● **TEXT SHOWN**
+--

Sunday, September 1, 2013

AUSCHWITZ BIRKENAU


Our last day in Krakow was spent touring Auschwitz and Birkenau.  We were lucky enough to have a private guide who was also a preservationist at the camps.  She was excellent and we learned a lot from her.

We first went to Auschwitz.  

This camp has been turned into a museum with many of the rooms holding personal effects of the victims, including clothing, shoes, luggage, shoe polish and shaving items.  These items show that those who were sent here really thought they were just being relocated.  The items show the optimism the victims still possessed. There was even a room that held two tons of human hair that had been shaved off those who had died in the gas chamber prior to being sent to the crematorium.  The Germans used this hair to make hair cloth which was then made into uniforms and blankets.  

Anyway, I just couldn't bring myself to take pictures of these things - they were just too personal.  I did, however, take a picture of the gate,



the Killing Wall, now a memorial site, where prisoners were taken to be shot if they broke a rule,



and the room that holds the names of the 1,100,000 men, women and children who were killed in Auschwitz and Birkenau.




Then we went to Birkenau.

Birkenau has been preserved as a memorial.  All of the buildings and everything in the buildings are as they were when it was in operation.  It is truly a chilling a place.

+--

● **GIVEN INSTRUCTION 1**
In the text on Auschwitz and Birkenau, why did the writer not photograph the victims' belongings on display in the museum rooms? Answer in one to three sentences.

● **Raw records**

+--

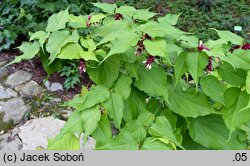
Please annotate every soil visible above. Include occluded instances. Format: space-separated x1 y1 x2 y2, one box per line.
0 51 92 101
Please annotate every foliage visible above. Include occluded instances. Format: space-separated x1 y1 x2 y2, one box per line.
7 3 250 150
60 63 81 90
0 0 96 51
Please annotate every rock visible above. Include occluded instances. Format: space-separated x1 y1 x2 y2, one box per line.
44 81 63 92
14 117 65 150
50 98 62 103
0 86 18 99
7 70 32 87
60 110 72 119
80 133 96 150
0 133 22 151
0 67 9 79
15 80 43 96
0 98 31 124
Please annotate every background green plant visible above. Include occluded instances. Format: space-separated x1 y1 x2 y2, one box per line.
7 3 250 150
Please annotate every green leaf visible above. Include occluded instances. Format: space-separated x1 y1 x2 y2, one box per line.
138 21 184 38
219 63 247 86
30 31 50 49
174 52 187 87
158 13 181 25
246 70 250 94
96 134 139 150
212 28 244 45
148 116 183 148
93 3 117 14
114 74 133 100
222 88 250 133
134 65 168 97
91 116 112 147
8 41 40 65
133 9 156 21
56 112 83 140
87 57 120 88
81 106 101 142
104 32 140 60
188 115 245 150
104 93 124 129
200 75 226 104
46 31 79 63
67 85 110 111
46 8 69 32
123 87 146 122
57 43 83 59
47 133 80 150
169 90 216 117
143 40 168 58
141 137 173 150
186 52 208 88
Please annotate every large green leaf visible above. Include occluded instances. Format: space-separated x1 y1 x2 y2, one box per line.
200 75 226 104
123 87 146 122
169 89 215 117
87 57 120 88
47 133 80 150
186 52 208 88
67 85 110 111
143 40 168 58
81 106 101 142
114 74 133 100
148 116 183 148
93 2 117 14
213 29 244 45
91 116 112 147
46 30 79 62
140 137 173 150
222 88 250 133
134 65 168 98
8 41 40 65
188 115 245 150
219 63 247 86
104 93 124 129
46 8 69 32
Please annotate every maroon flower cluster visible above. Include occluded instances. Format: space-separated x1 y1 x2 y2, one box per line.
79 59 86 75
143 55 155 69
229 43 250 53
114 13 123 20
86 15 92 28
135 34 152 56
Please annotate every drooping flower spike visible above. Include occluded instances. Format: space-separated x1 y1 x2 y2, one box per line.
197 40 210 51
143 55 155 69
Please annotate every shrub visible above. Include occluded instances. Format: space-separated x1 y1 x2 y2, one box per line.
7 3 250 150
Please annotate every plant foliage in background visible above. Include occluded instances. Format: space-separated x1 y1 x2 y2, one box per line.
0 0 97 51
6 3 250 150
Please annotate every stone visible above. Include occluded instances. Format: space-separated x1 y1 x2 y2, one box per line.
6 70 32 87
0 133 22 151
0 86 18 99
14 117 65 150
15 80 43 96
0 98 31 124
44 81 63 92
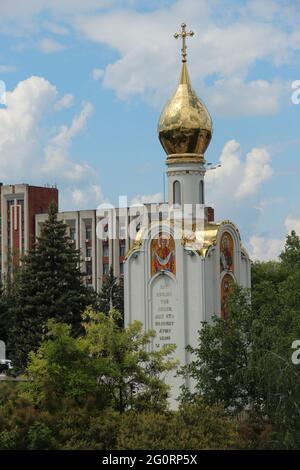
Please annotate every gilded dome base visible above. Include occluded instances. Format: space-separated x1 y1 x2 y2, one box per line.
166 153 205 165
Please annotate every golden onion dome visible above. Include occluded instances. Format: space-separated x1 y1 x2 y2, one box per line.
158 23 213 161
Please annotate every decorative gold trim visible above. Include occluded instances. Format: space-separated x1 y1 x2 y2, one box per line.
166 153 205 165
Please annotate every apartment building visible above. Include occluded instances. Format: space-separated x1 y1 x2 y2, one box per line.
0 183 58 275
0 183 214 291
36 204 156 291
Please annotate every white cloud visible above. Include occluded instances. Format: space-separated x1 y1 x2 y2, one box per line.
0 76 57 182
69 184 105 210
206 140 273 208
0 77 103 209
284 215 300 235
0 65 16 73
42 103 94 181
205 78 290 116
249 235 284 261
38 38 66 54
92 69 104 81
55 93 74 111
235 148 273 198
74 0 300 115
43 21 69 36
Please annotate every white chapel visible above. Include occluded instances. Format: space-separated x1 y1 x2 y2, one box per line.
124 24 251 398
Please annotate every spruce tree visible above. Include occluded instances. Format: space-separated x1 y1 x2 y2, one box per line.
9 202 94 371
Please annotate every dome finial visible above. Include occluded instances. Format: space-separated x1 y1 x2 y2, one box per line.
174 23 195 63
158 23 213 160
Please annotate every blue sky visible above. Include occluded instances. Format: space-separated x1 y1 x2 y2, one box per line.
0 0 300 259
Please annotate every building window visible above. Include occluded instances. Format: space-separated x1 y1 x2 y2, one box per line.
103 263 109 276
86 246 92 258
173 181 181 206
120 263 124 276
199 180 204 204
70 227 76 241
120 243 126 257
103 244 109 257
85 226 92 241
86 263 93 276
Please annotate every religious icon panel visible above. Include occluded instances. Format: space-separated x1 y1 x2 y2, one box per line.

+--

● **GIVEN INSTRUCTION 2**
In the records, shift every box coordinate in the answers by -107 and write out those lines again, requests included. Begin at the line that contains "Please annotate every background" and stop after the line that contains "135 34 152 56", giving only those lines.

● **COMPLETE RESPONSE 1**
The writer could not bring themselves to photograph the clothing, shoes, luggage and other personal effects because these things felt too personal.

● **COMPLETE RESPONSE 2**
Please annotate every background green plant visible above. Include occluded instances. Format: space-separated x1 y1 x2 y2, one box per line.
-100 -104 143 43
Please annotate every green leaf visible above. Include occluded instances. Format: space-separated x1 y1 x2 y2, one box per line.
31 -86 77 -69
112 -44 140 -21
-77 -76 -57 -58
67 -55 80 -20
51 -94 74 -82
139 -37 143 -13
-11 27 32 43
105 -79 137 -62
41 9 76 41
-14 -104 10 -93
7 -33 26 -7
115 -19 143 26
27 -42 61 -10
-16 9 5 40
-99 -66 -67 -42
26 -98 49 -86
-51 5 -24 33
-20 -50 13 -19
-26 -1 -6 35
-3 -75 33 -47
81 8 138 43
-3 -14 17 22
93 -32 119 -3
-61 -76 -28 -44
-40 -22 3 4
-61 -99 -38 -75
16 -20 39 15
-50 -64 -24 -48
-60 26 -27 43
62 -17 109 10
36 -67 61 -49
34 30 66 43
79 -55 101 -19
Please annotate every large green leaf visible above. Include occluded instances. Format: space-separated x1 y1 x2 y2, one box per line.
93 -32 119 -3
16 -20 39 15
62 -18 108 10
-20 -50 13 -19
-60 26 -27 43
79 -55 101 -19
-40 -22 3 4
36 -67 61 -49
-26 -1 -6 35
7 -33 26 -7
41 9 76 41
-14 -105 10 -93
106 -78 137 -62
-16 9 5 40
-61 -77 -28 -45
33 30 66 43
115 -19 143 26
27 -42 61 -9
-99 -66 -67 -42
81 8 138 43
112 -44 140 -21
-3 -14 17 22
-61 -99 -38 -75
Please annotate every maroon flower cluster visible above. Include occluded instances. Format: space-separated x1 y1 x2 y2, one box per line.
-28 -48 -21 -32
36 -52 48 -38
122 -64 143 -54
7 -94 16 -87
-21 -92 -15 -79
28 -73 45 -51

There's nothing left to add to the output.